Des employés anciens et actuels de la Food and Drug Administration (FDA) américaine tirent la sonnette d’alarme concernant le fait qu’Elsa, le nouveau système d’IA utilisé par l’agence, « hallucine » des études scientifiques inexistantes ou déformées. Alors que l’outil a été intégré dans le but d’accélérer les processus d’approbation des médicaments, cette défaillance pourrait conduire à l’arrivée sur le marché de composés potentiellement dangereux.
La FDA et le Département de la santé et des services sociaux (HHS) aux États-Unis ont dévoilé, il y a quelques semaines, Elsa, un nouvel outil d’IA conçu pour accélérer les processus d’approbation des médicaments et de dispositifs ou de procédés médicaux. Il est déployé dans le but de rationaliser le travail des responsables des agences, de sorte à réduire les dépenses publiques inutiles.
Les responsables de la FDA ont affirmé que l’outil contribue à accélérer l’examen des protocoles des essais cliniques et réduit le temps nécessaire aux évaluations scientifiques en identifiant les cibles d’inspections prioritaires. « Aujourd’hui marque le début de l’ère de l’IA à la FDA avec la sortie d’Elsa. L’IA n’est plus une promesse lointaine, mais une force dynamique qui améliore et optimise les performances et le potentiel de chaque employé », a déclaré Jeremy Walsh, directeur de l’IA à la FDA, dans un communiqué en juin.
Robert Kennedy Jr., le secrétaire à la Santé et aux Services sociaux et célèbre anti-vaccin, a même vanté les mérites de l’adoption de l’outil auprès du Congrès américain. « Nous utilisons déjà cette technologie au HHS pour gérer les données de santé, de manière parfaitement sécurisée, et pour accélérer les approbations de médicaments », a-t-il déclaré, tout en affirmant que « la révolution de l’IA est arrivée ».
Cependant, six anciens et actuels responsables de l’agence ont déclaré à CNN, sous couvert de l’anonymat par crainte de représailles, qu’Elsa présentait de graves défaillances qui pourraient être préjudiciables pour les processus d’approbation. Cela soulève de sérieuses questions quant à la fiabilité de l’outil et sur les médicaments qui arriveront sur le marché dans les années à venir.

CONSIGNE.
Reproduisez mot pour mot le passage du texte sur l'outil d'IA Elsa de la FDA qui va de « Des employés anciens » jusqu'à « composés potentiellement dangereux. ».

ENTRÉES EXTRAITES.
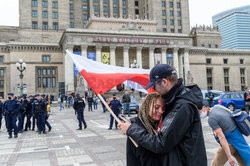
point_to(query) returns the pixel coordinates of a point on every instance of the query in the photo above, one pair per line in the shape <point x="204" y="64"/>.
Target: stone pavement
<point x="66" y="146"/>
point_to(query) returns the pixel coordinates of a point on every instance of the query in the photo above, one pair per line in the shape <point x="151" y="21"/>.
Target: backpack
<point x="241" y="119"/>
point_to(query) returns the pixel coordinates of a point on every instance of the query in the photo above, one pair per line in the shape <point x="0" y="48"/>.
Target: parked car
<point x="231" y="100"/>
<point x="215" y="92"/>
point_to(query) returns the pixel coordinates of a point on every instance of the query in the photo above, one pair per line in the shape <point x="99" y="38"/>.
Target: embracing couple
<point x="168" y="128"/>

RÉPONSE.
Des employés anciens et actuels de la Food and Drug Administration (FDA) américaine tirent la sonnette d’alarme concernant le fait qu’Elsa, le nouveau système d’IA utilisé par l’agence, « hallucine » des études scientifiques inexistantes ou déformées. Alors que l’outil a été intégré dans le but d’accélérer les processus d’approbation des médicaments, cette défaillance pourrait conduire à l’arrivée sur le marché de composés potentiellement dangereux.